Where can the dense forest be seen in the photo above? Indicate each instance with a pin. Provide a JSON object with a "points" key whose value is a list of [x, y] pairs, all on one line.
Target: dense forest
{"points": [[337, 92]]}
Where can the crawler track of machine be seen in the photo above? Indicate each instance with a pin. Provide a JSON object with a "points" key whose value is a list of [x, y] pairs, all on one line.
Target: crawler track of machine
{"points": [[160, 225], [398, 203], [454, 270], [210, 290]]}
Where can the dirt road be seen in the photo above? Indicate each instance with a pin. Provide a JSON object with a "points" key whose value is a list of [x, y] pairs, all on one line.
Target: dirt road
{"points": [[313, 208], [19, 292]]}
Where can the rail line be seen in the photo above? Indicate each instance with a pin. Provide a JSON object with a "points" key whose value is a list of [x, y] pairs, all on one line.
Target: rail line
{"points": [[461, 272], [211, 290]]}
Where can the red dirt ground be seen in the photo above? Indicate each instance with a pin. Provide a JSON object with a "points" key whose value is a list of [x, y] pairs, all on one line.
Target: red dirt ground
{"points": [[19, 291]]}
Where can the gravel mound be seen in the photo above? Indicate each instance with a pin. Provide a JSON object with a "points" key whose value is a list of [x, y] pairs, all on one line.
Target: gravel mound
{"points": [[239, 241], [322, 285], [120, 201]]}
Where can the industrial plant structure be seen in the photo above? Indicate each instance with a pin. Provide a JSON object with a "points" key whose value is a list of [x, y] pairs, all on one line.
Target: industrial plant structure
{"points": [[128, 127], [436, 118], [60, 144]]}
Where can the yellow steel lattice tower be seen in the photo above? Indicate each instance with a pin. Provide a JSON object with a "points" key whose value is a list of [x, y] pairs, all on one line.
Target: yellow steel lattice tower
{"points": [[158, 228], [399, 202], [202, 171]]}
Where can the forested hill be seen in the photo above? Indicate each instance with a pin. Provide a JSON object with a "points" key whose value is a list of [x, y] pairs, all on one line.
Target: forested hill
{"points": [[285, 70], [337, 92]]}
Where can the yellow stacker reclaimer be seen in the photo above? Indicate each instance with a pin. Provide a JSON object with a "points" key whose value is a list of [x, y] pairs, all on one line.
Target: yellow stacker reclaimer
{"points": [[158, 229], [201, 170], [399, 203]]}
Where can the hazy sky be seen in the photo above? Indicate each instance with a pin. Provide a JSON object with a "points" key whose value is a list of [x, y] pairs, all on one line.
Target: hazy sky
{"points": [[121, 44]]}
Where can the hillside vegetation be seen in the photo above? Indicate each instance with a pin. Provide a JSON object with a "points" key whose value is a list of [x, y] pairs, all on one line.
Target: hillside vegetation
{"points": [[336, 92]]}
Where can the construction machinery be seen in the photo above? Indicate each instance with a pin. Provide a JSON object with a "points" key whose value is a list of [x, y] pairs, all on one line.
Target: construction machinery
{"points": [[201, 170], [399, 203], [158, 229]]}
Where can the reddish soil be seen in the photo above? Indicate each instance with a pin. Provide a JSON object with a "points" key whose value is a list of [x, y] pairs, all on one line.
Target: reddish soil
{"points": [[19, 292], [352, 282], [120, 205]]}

──────

Exercise =>
Can you update all the records above by replacing "pin" with "marker" and leaving everything else unchanged?

Complete answer =>
Where can the dense forest be seen in the photo above? Indicate each instance with a marker. Provide a JSON object with a "points" key whose value is a list of [x, y] pairs, all on one line.
Target: dense forest
{"points": [[337, 92]]}
Where can the crawler track of machine be seen in the photo above? Indicate each instance with a marker. Provide a JSON object with a "points" key whose value is a list of [x, y] pairs, all on one line.
Target: crawler track of machine
{"points": [[160, 225], [398, 203], [454, 270], [210, 290]]}
Where can the dirt road be seen in the photo above? Indicate each instance with a marker. Provide a JSON object with a "points" key whose value is a list of [x, y] pairs, all on one line.
Target: dirt road
{"points": [[313, 208], [19, 292]]}
Where can the rail line be seen in the photo above? Indicate each instance with a marker. Provide a JSON object with a "points" key whose value is a list of [x, y] pairs, all on one line.
Target: rail line
{"points": [[461, 272], [211, 290]]}
Where can the red dirt ground be seen in the photo above? Indicate each instance with a marker. Provide a JSON object with a "points" key whose value is a list of [x, y] pairs, all on one line.
Target: red dirt ground
{"points": [[19, 291]]}
Where can the gravel mound be seen in the photo above? Indicate each instance with a marker. Provide a JSON object with a "points" key whose value is a list of [x, y] pairs, all on one line.
Target: gravel mound
{"points": [[239, 241], [322, 285], [120, 201]]}
Where can the industrial plant structure be seen in the photo above? Indicate each instance with a marker. Provide a JSON object with a "points" key whose value is a list of [x, y] pairs, all on one line.
Target: industrial plant structure
{"points": [[128, 127], [436, 118], [60, 144]]}
Where can the yellow steel lattice tower be seen in the photo above? Indicate each instance with a marker. Provide a JSON object with a "points" key whose value is a list of [x, y] pairs, all on one line.
Target: yellow steel lattice tower
{"points": [[158, 228], [399, 202], [202, 171]]}
Where can the forested hill be seen in the photo above? Indicate each instance with a marker. Provide a JSON object with a "points" key whose value is a list of [x, y] pairs, all on one line.
Target: forested hill
{"points": [[285, 70], [337, 92]]}
Where can the yellow stacker reclaimer be seen in the photo above? Indicate each instance with a marker. Provide a JSON object with a "points" key whose value is a list of [x, y] pairs, all on one line.
Target: yellow stacker reclaimer
{"points": [[158, 229], [201, 170], [399, 203]]}
Where can the hazy sky be seen in the photo above? Indicate each instance with a marker. Provide a JSON object with a "points" key whose value is a list of [x, y] pairs, all on one line.
Target: hazy sky
{"points": [[121, 44]]}
Where can the hillside vegetation be seen in the photo above? Indicate each instance with a marker. Provide a JSON object with a "points" key whose value is a list of [x, y] pairs, all on one line.
Target: hillside vegetation
{"points": [[336, 92]]}
Where can the construction machinery be seen in the photo above? Indicate each instance with a marker. Provide a JSON object with a "points" key whose value is a list of [x, y] pairs, all on one line.
Target: construction machinery
{"points": [[201, 170], [399, 203], [158, 229]]}
Where can the reddish soil be seen in the photo above? Indicate each instance with a marker. Provide a JSON object with a "points" key whose value is a list of [x, y] pairs, all on one line.
Target: reddish soil
{"points": [[19, 292], [352, 282], [120, 205]]}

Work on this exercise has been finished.